_Task_
Can you rewrite every line of the items below as a Markdown table with the columns Row and Line, numbering each row and leaving out blank lines?

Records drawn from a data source
——————

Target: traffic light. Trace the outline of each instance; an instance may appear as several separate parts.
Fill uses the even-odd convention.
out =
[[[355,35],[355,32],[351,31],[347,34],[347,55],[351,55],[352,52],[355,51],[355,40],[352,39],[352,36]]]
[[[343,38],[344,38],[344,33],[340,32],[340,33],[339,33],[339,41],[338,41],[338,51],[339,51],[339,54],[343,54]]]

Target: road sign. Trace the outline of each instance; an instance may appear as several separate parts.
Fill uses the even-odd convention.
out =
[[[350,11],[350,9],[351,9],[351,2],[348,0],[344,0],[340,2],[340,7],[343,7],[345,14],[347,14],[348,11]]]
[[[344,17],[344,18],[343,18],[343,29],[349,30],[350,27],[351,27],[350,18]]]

——————

_Answer in full_
| Row | Line |
|---|---|
| 1 | Target: traffic light. Trace the outline of each instance; an instance may appear as several separate parts. |
| 2 | Fill uses the even-odd convention. |
| 3 | out = |
| 4 | [[[355,35],[355,32],[351,31],[347,34],[347,55],[351,55],[352,52],[355,51],[355,40],[352,39],[352,36]]] |
| 5 | [[[343,38],[344,38],[344,33],[340,32],[340,33],[339,33],[339,41],[338,41],[338,51],[339,51],[339,54],[343,54]]] |
| 6 | Target: road sign. Trace the outline of each instance; an instance may appear as several separate parts. |
| 7 | Fill uses the even-odd convention. |
| 8 | out = |
| 9 | [[[350,11],[350,9],[351,9],[351,2],[348,0],[344,0],[340,2],[340,7],[343,7],[345,14],[347,14],[348,11]]] |
| 10 | [[[344,17],[344,18],[343,18],[343,29],[349,30],[350,27],[351,27],[350,18]]] |